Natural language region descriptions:
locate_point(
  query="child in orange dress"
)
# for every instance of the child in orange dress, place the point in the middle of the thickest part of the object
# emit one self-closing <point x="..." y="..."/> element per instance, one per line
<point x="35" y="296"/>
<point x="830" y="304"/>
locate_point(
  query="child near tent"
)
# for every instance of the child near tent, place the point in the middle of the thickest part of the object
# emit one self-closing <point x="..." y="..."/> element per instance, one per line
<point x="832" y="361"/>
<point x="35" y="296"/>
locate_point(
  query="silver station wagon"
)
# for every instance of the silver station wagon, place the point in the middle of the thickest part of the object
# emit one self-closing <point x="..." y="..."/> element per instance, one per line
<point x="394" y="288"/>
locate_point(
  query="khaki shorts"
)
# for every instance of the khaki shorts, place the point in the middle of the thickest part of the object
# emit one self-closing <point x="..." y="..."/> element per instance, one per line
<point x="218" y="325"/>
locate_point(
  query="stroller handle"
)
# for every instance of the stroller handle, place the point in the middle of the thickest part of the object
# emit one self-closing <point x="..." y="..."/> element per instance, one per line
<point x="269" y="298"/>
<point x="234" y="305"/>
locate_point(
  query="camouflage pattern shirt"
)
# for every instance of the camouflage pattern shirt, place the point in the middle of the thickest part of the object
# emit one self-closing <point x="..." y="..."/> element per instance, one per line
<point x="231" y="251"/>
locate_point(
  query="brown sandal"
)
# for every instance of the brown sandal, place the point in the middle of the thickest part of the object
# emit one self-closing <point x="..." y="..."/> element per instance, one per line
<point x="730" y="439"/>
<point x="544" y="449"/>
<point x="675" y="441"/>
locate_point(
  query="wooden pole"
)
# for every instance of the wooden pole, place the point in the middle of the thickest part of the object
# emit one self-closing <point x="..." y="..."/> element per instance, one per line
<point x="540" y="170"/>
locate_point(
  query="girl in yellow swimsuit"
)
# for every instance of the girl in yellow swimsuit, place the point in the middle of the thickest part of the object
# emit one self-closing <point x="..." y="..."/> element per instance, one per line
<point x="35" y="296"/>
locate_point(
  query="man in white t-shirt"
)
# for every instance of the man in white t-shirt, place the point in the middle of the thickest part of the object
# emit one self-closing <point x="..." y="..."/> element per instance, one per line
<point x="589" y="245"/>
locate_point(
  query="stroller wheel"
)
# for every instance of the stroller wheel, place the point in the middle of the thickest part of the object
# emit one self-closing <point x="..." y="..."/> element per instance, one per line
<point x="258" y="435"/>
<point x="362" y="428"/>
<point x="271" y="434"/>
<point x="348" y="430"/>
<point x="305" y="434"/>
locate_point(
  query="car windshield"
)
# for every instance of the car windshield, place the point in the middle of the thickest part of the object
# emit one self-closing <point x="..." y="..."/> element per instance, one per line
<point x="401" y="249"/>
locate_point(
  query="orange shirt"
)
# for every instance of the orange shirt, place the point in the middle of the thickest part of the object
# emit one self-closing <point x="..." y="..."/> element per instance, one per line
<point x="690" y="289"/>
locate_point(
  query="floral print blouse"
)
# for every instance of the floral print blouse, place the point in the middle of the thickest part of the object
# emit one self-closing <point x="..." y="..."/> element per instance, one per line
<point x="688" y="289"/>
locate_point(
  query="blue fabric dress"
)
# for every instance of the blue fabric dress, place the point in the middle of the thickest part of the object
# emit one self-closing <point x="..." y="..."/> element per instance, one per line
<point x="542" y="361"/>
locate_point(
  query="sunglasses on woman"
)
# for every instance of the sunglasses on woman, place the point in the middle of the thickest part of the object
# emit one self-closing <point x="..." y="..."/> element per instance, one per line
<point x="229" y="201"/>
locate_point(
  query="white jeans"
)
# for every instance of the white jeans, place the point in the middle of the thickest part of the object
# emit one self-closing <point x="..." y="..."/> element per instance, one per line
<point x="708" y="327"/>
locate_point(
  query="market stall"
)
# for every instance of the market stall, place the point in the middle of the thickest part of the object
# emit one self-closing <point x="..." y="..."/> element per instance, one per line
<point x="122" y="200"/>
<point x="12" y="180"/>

**How to complete this task**
The answer is a number alone: how many lines of the data contain the string "sunglasses"?

**Worked solution**
2